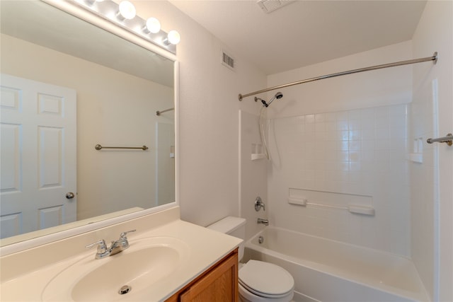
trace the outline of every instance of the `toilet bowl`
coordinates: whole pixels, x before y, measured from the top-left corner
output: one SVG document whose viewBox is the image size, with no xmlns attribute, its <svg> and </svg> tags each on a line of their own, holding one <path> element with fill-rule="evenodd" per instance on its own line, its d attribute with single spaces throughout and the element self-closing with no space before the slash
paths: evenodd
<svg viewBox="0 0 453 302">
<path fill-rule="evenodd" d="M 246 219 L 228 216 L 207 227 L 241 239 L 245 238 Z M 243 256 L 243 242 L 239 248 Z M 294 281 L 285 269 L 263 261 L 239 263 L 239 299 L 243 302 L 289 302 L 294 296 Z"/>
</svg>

________________________

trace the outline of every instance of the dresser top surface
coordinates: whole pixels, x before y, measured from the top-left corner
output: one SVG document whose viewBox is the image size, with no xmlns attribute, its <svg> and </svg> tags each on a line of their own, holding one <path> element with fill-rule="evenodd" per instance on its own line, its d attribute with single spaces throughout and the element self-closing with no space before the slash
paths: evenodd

________________________

How many lines of the entries above contain the string "every"? Case matters. Reply with the number alone.

* The answer *
2